#### [SHORT PROBLEM]
Put the lines of the data below into a JSON list of strings, one string per line and with no blank lines. Start at the line that contains "Please locate the hair" and continue through the line that contains "[119,900,301,1057]", including both of those lines.

(Records taken from a collection)
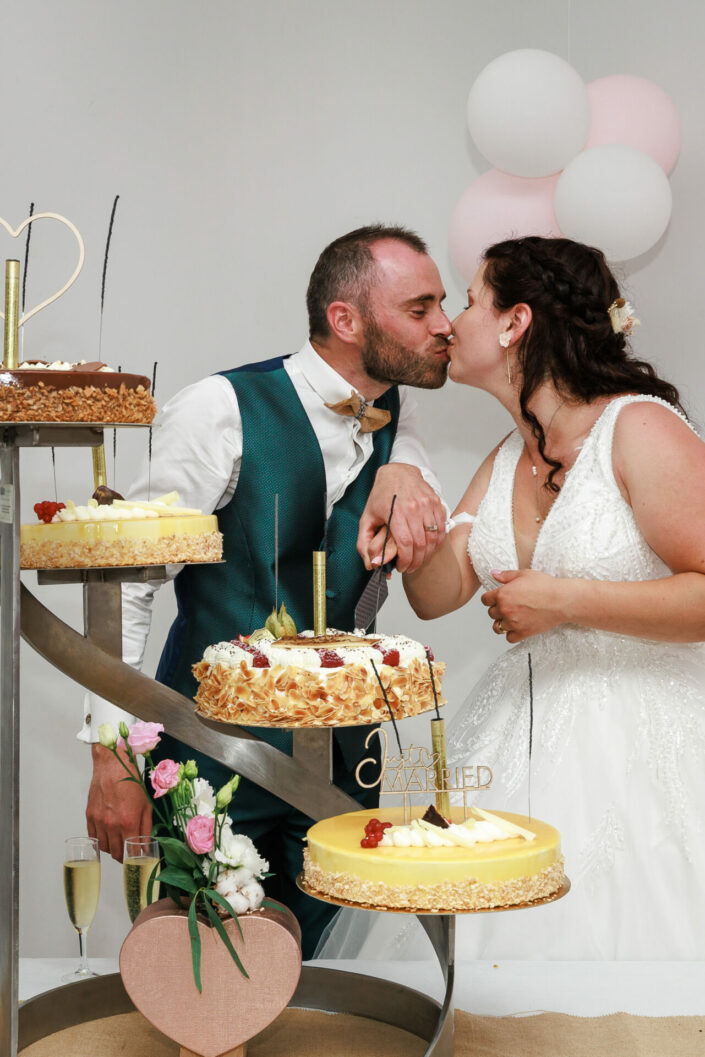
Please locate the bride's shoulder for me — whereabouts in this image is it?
[612,400,705,479]
[614,397,702,444]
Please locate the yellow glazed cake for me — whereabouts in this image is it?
[20,493,222,569]
[303,808,564,913]
[0,359,156,424]
[192,629,445,726]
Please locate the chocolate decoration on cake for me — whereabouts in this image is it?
[423,803,448,830]
[92,484,125,506]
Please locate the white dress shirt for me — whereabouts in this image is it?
[77,341,441,742]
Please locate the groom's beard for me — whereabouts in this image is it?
[360,317,448,389]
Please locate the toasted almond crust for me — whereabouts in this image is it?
[20,532,223,569]
[0,382,156,424]
[191,659,445,726]
[303,849,564,913]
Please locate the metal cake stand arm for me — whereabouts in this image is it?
[0,431,20,1057]
[21,583,359,819]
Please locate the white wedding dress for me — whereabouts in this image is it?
[448,396,705,960]
[321,396,705,960]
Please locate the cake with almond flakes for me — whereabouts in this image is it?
[192,629,445,727]
[0,359,156,425]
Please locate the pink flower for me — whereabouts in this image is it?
[127,720,164,756]
[186,815,216,855]
[149,760,179,799]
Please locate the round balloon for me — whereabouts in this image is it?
[586,73,681,172]
[467,48,590,177]
[555,144,671,261]
[448,169,560,285]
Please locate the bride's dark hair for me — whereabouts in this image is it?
[484,236,683,492]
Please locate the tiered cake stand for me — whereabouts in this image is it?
[0,423,562,1057]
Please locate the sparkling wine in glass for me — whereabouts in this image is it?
[62,837,100,983]
[123,837,160,923]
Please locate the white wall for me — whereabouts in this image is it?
[0,0,705,956]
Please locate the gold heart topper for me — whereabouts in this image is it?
[0,212,86,327]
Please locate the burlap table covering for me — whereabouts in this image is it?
[16,1009,705,1057]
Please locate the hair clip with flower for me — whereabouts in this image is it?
[607,297,642,334]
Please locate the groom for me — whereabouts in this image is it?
[84,225,450,958]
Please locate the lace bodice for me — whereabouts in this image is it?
[468,395,685,590]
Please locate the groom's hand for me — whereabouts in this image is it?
[357,463,446,573]
[86,745,152,863]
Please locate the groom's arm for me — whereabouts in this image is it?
[357,387,447,572]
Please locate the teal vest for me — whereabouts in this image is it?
[156,358,400,765]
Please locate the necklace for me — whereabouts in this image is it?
[526,400,565,524]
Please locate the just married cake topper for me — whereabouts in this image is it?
[355,720,493,816]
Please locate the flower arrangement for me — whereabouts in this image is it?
[98,721,277,990]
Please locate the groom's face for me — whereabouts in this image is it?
[360,239,450,389]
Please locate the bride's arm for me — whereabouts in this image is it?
[482,403,705,643]
[404,448,497,620]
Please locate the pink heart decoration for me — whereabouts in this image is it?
[119,900,301,1057]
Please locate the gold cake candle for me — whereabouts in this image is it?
[431,720,450,818]
[313,551,328,635]
[92,444,108,488]
[3,260,20,371]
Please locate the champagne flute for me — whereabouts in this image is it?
[61,837,100,983]
[123,837,160,924]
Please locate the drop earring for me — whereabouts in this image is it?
[499,331,512,386]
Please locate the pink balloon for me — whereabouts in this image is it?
[448,169,560,284]
[583,73,681,172]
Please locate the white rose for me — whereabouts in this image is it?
[191,778,216,818]
[242,880,264,910]
[214,823,253,866]
[211,818,270,877]
[216,870,249,914]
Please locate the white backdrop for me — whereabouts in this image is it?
[0,0,705,956]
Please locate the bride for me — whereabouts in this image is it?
[321,238,705,960]
[395,238,705,960]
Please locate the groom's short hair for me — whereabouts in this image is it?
[307,224,428,338]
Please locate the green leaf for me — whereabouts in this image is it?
[203,888,245,943]
[204,890,249,980]
[159,837,201,870]
[157,866,201,893]
[188,895,200,991]
[147,863,162,906]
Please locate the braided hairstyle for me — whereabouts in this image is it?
[484,237,683,493]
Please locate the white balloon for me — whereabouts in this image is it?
[467,48,590,177]
[554,144,672,261]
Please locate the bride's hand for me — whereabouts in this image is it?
[480,569,564,643]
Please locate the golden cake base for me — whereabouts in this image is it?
[296,871,571,917]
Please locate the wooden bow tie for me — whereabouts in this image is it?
[326,390,391,433]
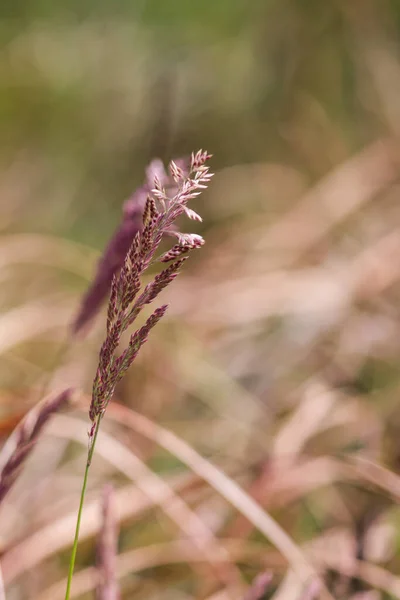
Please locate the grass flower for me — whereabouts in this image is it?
[65,150,212,600]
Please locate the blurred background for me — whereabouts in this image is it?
[0,0,400,600]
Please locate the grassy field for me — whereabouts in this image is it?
[0,0,400,600]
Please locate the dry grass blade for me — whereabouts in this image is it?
[0,389,72,503]
[0,563,6,600]
[244,571,272,600]
[253,139,399,260]
[2,478,202,584]
[101,404,330,596]
[45,416,241,598]
[299,581,321,600]
[96,485,120,600]
[41,540,285,600]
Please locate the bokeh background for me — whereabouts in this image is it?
[0,0,400,600]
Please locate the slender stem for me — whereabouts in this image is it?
[65,416,101,600]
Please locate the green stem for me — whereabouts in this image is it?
[65,416,101,600]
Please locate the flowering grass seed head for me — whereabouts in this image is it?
[89,150,212,428]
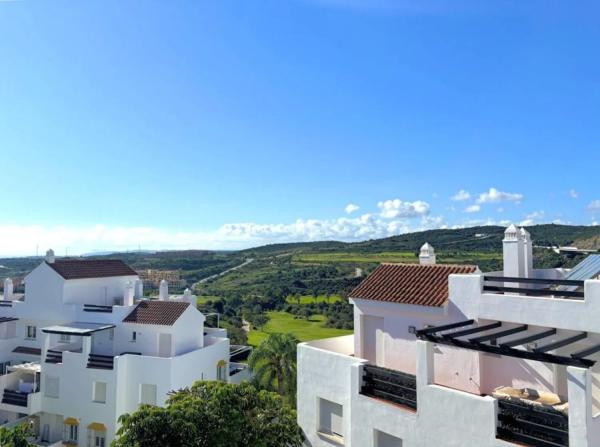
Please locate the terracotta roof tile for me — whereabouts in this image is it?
[123,300,190,326]
[350,264,477,307]
[47,259,137,279]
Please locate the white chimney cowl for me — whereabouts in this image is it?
[2,278,13,301]
[46,249,56,264]
[134,279,144,298]
[158,279,169,301]
[123,281,134,306]
[419,242,436,265]
[183,288,197,306]
[502,225,526,278]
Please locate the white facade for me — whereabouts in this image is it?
[298,228,600,447]
[0,256,248,447]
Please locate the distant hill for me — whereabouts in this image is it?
[0,224,600,295]
[241,224,600,255]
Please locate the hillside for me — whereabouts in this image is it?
[0,224,600,296]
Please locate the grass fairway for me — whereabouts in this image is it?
[285,295,343,304]
[248,312,353,346]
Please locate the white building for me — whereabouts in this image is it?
[298,231,600,447]
[0,250,248,447]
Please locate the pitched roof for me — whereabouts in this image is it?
[13,346,42,355]
[46,259,137,279]
[123,300,190,326]
[350,264,477,307]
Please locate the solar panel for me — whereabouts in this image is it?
[558,255,600,290]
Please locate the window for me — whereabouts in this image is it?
[94,433,105,447]
[27,326,37,340]
[63,422,79,444]
[217,360,227,382]
[319,399,344,441]
[140,383,156,405]
[375,430,402,447]
[44,376,60,398]
[92,382,106,404]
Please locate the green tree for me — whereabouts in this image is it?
[0,424,33,447]
[112,382,302,447]
[248,333,300,406]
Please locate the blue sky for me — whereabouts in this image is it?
[0,0,600,255]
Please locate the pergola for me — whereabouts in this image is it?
[415,320,600,368]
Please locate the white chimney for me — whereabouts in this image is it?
[521,228,533,278]
[419,242,435,265]
[158,279,169,301]
[134,278,144,298]
[183,288,196,306]
[3,278,13,301]
[46,249,55,264]
[123,281,134,306]
[502,225,525,278]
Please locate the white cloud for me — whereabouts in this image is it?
[377,199,430,219]
[0,212,445,257]
[450,189,471,202]
[519,210,546,227]
[344,203,360,214]
[587,200,600,213]
[477,188,523,204]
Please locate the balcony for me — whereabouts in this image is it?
[494,395,569,447]
[360,365,417,410]
[483,275,585,300]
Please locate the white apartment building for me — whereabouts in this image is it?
[298,226,600,447]
[0,250,249,447]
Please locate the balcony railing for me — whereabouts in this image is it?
[483,276,584,298]
[360,365,417,410]
[497,399,569,447]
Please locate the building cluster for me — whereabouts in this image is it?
[0,250,249,447]
[298,226,600,447]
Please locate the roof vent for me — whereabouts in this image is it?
[1,278,13,301]
[158,279,169,301]
[46,249,55,264]
[419,242,435,265]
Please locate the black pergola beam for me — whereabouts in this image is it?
[483,276,584,287]
[571,345,600,359]
[469,324,527,343]
[442,321,502,338]
[483,285,585,298]
[418,335,596,368]
[416,320,475,336]
[533,332,587,353]
[500,329,556,348]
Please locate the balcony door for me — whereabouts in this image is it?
[362,315,384,366]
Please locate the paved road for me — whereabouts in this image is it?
[192,258,254,290]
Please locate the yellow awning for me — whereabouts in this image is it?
[88,422,106,431]
[63,418,79,425]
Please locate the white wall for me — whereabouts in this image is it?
[64,275,138,306]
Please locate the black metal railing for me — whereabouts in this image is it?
[83,304,112,313]
[46,349,62,363]
[483,276,584,298]
[360,365,417,410]
[497,399,569,447]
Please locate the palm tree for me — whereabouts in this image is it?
[248,333,300,405]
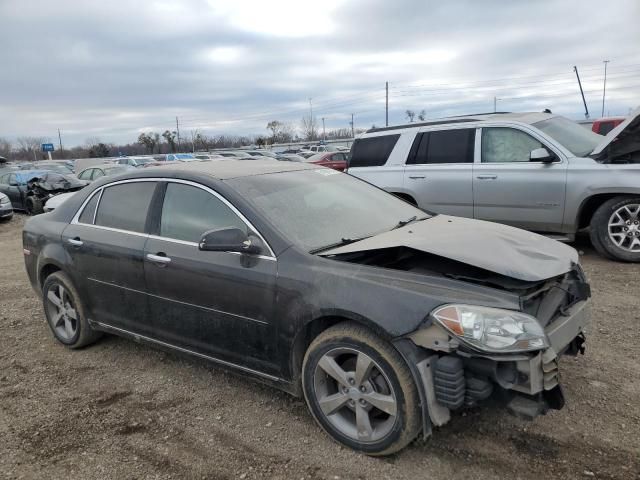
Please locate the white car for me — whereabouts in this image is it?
[43,192,77,213]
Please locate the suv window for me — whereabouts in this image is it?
[349,134,400,167]
[482,127,544,163]
[160,183,247,242]
[96,182,156,232]
[407,128,476,165]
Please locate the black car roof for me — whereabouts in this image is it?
[118,160,322,180]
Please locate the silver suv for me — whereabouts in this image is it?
[348,109,640,262]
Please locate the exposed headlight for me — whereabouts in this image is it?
[431,305,549,353]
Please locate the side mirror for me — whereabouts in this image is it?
[198,227,262,254]
[529,147,555,163]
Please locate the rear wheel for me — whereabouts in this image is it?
[590,197,640,262]
[302,323,421,455]
[42,272,101,348]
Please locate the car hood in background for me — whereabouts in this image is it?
[591,108,640,161]
[321,215,578,282]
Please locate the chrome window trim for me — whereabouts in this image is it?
[71,177,277,260]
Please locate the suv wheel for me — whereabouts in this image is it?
[590,197,640,262]
[302,323,421,455]
[42,272,101,348]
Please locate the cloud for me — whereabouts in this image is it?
[0,0,640,145]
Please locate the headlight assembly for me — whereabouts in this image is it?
[431,305,549,353]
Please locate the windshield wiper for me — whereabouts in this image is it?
[309,235,371,255]
[391,215,431,230]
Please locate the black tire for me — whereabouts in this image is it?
[42,272,102,349]
[25,196,44,215]
[302,322,422,456]
[589,197,640,262]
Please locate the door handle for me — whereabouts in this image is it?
[147,253,171,265]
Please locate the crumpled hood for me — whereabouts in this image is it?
[322,215,578,282]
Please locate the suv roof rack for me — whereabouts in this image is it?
[365,112,511,133]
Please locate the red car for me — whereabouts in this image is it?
[305,152,347,172]
[591,117,625,135]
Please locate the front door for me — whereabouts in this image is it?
[145,182,277,373]
[404,128,475,218]
[62,182,157,335]
[473,127,567,232]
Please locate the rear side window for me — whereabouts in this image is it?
[407,128,476,165]
[96,182,156,233]
[349,134,400,167]
[160,183,247,243]
[78,193,100,225]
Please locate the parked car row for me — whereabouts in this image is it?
[348,110,640,262]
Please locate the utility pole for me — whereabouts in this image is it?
[58,129,63,158]
[384,82,389,127]
[176,116,180,151]
[600,60,609,117]
[573,65,589,119]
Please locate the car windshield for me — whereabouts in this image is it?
[228,168,429,252]
[533,117,602,157]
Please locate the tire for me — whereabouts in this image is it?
[302,322,422,456]
[42,272,102,349]
[589,197,640,262]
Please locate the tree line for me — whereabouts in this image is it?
[0,115,364,161]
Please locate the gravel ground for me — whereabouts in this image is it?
[0,215,640,480]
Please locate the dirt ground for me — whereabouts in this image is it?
[0,215,640,480]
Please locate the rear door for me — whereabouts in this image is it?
[473,126,567,232]
[145,181,277,372]
[404,128,476,217]
[62,181,157,335]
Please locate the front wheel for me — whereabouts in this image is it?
[302,323,421,455]
[42,272,101,348]
[590,197,640,262]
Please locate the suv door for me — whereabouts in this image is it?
[473,127,567,232]
[404,128,476,217]
[145,181,277,372]
[62,181,157,335]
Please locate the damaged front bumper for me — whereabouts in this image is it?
[399,299,590,434]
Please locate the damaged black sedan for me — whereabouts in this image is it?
[23,161,590,455]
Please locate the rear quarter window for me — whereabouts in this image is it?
[349,134,400,167]
[95,182,156,233]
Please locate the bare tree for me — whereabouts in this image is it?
[404,110,416,123]
[300,115,318,140]
[162,130,177,153]
[0,138,13,158]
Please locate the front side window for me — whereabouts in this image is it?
[482,127,545,163]
[407,128,476,165]
[349,134,400,167]
[78,192,100,225]
[160,183,247,243]
[96,182,156,233]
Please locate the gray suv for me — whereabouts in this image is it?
[348,109,640,262]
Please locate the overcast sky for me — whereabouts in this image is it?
[0,0,640,146]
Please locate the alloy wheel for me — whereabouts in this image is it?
[608,203,640,253]
[314,348,398,443]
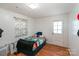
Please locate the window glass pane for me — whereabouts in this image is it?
[58,26,62,29]
[54,25,58,29]
[53,21,62,33]
[58,21,62,26]
[54,30,57,33]
[53,22,57,26]
[58,30,62,33]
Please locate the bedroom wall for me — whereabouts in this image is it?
[0,8,32,47]
[34,13,69,47]
[69,4,79,56]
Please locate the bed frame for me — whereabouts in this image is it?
[16,39,46,56]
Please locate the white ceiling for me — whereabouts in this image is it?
[0,3,74,18]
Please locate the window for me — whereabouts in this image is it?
[53,21,63,34]
[15,18,28,37]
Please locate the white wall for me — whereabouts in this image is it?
[69,4,79,56]
[0,9,32,47]
[34,14,69,47]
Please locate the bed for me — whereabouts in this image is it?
[17,32,46,56]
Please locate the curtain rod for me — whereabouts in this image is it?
[13,17,27,20]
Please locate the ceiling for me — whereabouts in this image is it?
[0,3,74,18]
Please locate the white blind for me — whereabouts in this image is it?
[15,18,28,37]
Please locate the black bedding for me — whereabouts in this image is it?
[17,37,46,56]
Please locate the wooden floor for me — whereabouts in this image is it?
[12,44,70,56]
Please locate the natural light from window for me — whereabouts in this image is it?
[53,21,63,34]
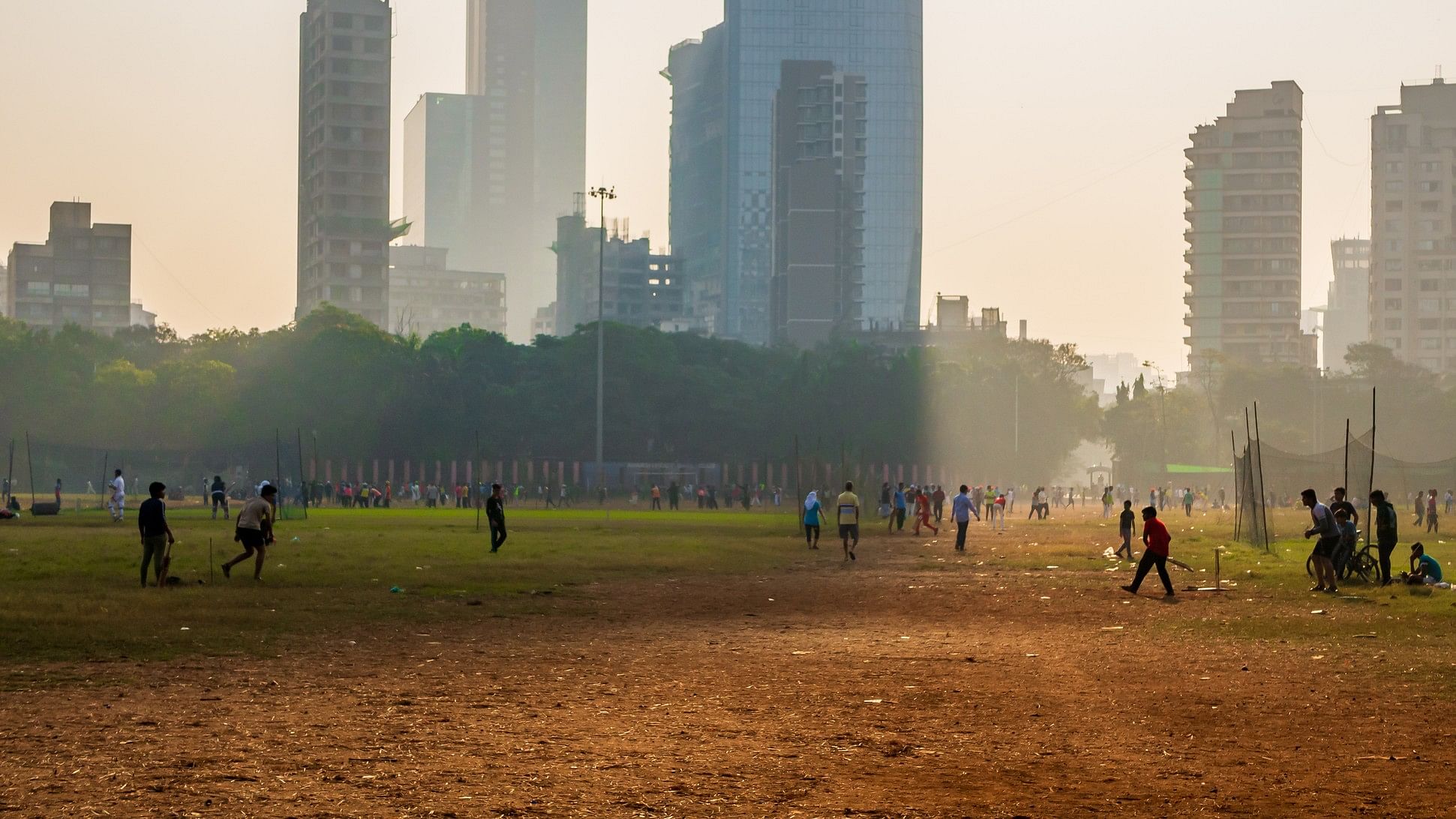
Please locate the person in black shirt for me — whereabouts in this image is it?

#### [EXERCISE RESULT]
[
  "Please locate the hair clip with flower for me — whereabouts in this image is it?",
  "[607,297,642,334]",
  "Please locate the groom for me — whereabouts in this image is it?",
  "[84,225,450,958]",
  "Please locate the lace bodice for me — whereabouts in this image is it?",
  "[468,395,685,590]",
  "Please locate the groom's hand for me — whereabouts in this image is it?",
  "[357,463,446,573]",
  "[86,745,152,863]",
  "Please locate the groom's arm for me — whereabouts in this image is it?",
  "[357,387,447,572]",
  "Please locate the teal vest for me — whereabouts in this image is it?",
  "[156,358,400,765]",
  "Please locate the necklace for me — whereabouts in this image is it?",
  "[526,400,565,524]",
  "Please locate the just married cake topper for me — whereabouts in this image is it?",
  "[355,720,493,816]",
  "Please locate the flower arrangement for me — whereabouts in this image is it?",
  "[98,721,277,990]",
  "Please locate the groom's face for me — whereabouts in this image is it?",
  "[360,239,450,389]",
  "Please locate the bride's arm for me — whereabouts in this image is it?",
  "[482,403,705,643]",
  "[404,448,497,620]",
  "Please locate the pink heart decoration for me — whereabouts in this image is it?",
  "[119,900,301,1057]"
]